• **RECORDS FOR THE EXERCISE**:
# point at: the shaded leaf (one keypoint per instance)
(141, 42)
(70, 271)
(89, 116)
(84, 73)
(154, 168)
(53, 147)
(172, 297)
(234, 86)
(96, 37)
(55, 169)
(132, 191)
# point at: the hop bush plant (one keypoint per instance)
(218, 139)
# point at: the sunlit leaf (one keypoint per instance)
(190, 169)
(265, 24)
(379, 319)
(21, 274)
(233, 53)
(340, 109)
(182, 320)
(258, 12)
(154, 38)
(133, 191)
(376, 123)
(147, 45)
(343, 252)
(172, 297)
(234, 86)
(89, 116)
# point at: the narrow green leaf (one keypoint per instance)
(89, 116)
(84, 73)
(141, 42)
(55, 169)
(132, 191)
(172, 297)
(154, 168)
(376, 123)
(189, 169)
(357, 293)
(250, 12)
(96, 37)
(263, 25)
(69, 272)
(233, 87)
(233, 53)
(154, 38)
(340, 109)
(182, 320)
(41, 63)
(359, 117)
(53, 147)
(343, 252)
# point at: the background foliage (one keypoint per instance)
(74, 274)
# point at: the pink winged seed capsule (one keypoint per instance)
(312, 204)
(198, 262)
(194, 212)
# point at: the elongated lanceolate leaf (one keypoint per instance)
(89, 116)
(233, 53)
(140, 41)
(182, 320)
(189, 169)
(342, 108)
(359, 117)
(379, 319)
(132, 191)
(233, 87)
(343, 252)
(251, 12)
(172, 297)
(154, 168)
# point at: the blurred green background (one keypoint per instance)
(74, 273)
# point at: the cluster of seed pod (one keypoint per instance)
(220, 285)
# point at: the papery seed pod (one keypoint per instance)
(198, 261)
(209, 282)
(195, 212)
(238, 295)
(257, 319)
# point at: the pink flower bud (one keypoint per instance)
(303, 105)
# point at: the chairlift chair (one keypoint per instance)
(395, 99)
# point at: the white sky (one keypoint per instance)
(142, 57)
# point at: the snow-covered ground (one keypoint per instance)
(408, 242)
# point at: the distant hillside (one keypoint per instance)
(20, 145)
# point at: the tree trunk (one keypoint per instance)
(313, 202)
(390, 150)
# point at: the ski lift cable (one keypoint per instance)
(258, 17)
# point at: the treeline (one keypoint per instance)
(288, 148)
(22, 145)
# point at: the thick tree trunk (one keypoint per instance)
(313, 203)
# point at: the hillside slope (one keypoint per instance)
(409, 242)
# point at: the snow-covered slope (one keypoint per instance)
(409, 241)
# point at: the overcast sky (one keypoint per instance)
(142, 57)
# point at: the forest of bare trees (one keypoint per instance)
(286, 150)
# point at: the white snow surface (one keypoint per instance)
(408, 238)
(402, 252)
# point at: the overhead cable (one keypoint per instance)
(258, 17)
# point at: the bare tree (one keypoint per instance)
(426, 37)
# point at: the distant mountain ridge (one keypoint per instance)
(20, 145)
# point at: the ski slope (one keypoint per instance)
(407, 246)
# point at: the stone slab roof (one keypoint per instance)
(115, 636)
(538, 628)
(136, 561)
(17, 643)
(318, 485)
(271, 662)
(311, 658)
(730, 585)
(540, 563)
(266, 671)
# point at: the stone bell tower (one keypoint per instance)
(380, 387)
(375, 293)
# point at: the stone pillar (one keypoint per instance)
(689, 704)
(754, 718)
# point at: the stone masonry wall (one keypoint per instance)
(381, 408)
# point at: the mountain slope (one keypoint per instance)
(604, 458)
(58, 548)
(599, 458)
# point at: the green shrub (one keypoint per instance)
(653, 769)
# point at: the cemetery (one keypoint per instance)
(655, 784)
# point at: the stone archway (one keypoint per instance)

• **WHAT YOU HAVE TO DO**: Rewrite all of the rows above, changing "stone" to "rock" everywhere it occurs and leaving everything else as it is.

• **SOLUTION TO THE EXERCISE**:
# point at: the shaded leaf (one keypoint per instance)
(141, 42)
(70, 271)
(89, 116)
(84, 73)
(154, 168)
(53, 147)
(172, 297)
(234, 86)
(96, 37)
(55, 169)
(132, 191)
# point at: the hop bush plant (one keypoint per instance)
(218, 139)
# point at: the sunlit leaf (one keypoint per instance)
(190, 169)
(265, 24)
(379, 319)
(21, 274)
(233, 53)
(340, 109)
(182, 320)
(258, 12)
(154, 38)
(133, 191)
(376, 123)
(147, 45)
(343, 252)
(172, 297)
(234, 86)
(89, 116)
# point at: the narrow green leaf (one keypoint per instance)
(89, 116)
(84, 73)
(141, 42)
(55, 169)
(132, 191)
(172, 297)
(154, 168)
(376, 123)
(189, 169)
(357, 293)
(250, 12)
(96, 37)
(263, 25)
(69, 272)
(233, 87)
(233, 53)
(154, 38)
(340, 109)
(182, 320)
(41, 63)
(359, 117)
(53, 147)
(343, 252)
# point at: the background foliage (one keypoint per instance)
(74, 274)
# point at: the pink winged seed capsule (one keypoint per instance)
(312, 204)
(198, 262)
(194, 212)
# point at: the elongated lanceolate leaf (one keypoint per instance)
(89, 116)
(233, 53)
(140, 41)
(182, 320)
(189, 169)
(342, 108)
(359, 117)
(379, 319)
(132, 191)
(233, 87)
(343, 252)
(251, 12)
(172, 297)
(154, 168)
# point at: the blurred green background (one keypoint per instance)
(74, 273)
# point at: the cluster of seed pod (one keypoint per instance)
(220, 285)
# point at: the papery seed pod (one keypoint per instance)
(198, 261)
(209, 282)
(195, 212)
(238, 295)
(257, 319)
# point at: the pink flower bud (one keypoint per instance)
(303, 105)
# point at: the chairlift chair (one keypoint per instance)
(395, 99)
# point at: the white sky (one keypoint per instance)
(142, 57)
# point at: the snow-covered ground (one keypoint per instance)
(408, 242)
# point at: the distant hillside (one keypoint per instance)
(20, 145)
# point at: the tree trunk (one keypoint per instance)
(313, 202)
(390, 150)
# point at: the ski lift cable (one keypoint per instance)
(258, 17)
# point at: the treeline (one keypoint per instance)
(288, 148)
(22, 145)
# point at: the thick tree trunk (one keypoint per instance)
(313, 203)
# point at: the hillside slope (one keypoint per instance)
(409, 242)
# point at: the snow-covered slope (one keypoint per instance)
(409, 241)
# point at: the overcast sky (one keypoint per instance)
(142, 57)
# point at: the forest of bare trees (one keypoint per instance)
(286, 150)
# point at: the white snow surface (one keypoint per instance)
(408, 238)
(402, 252)
# point at: the overhead cable (one keypoint per instance)
(258, 17)
# point at: the bare tree (one keypoint per instance)
(426, 37)
# point at: the distant mountain ridge (one keypoint per instance)
(20, 145)
# point at: the ski slope (one keypoint per instance)
(407, 246)
# point at: the rock slab roof (one keypoint per instance)
(115, 636)
(538, 628)
(136, 561)
(17, 643)
(318, 485)
(271, 662)
(311, 658)
(730, 585)
(540, 563)
(266, 671)
# point at: the rock bell tower (one keypoint per instance)
(380, 387)
(375, 293)
# point at: the rock pillar (one keypoint per instance)
(689, 704)
(754, 718)
# point at: the rock masonry wall (one keypoint per instance)
(381, 408)
# point at: the mountain slope (one keypoint per instance)
(604, 458)
(58, 548)
(599, 458)
# point at: the green shrub (one keypoint per instance)
(653, 769)
# point at: the cemetery (one keypoint per instance)
(655, 784)
# point at: the rock archway (one keypoint per instance)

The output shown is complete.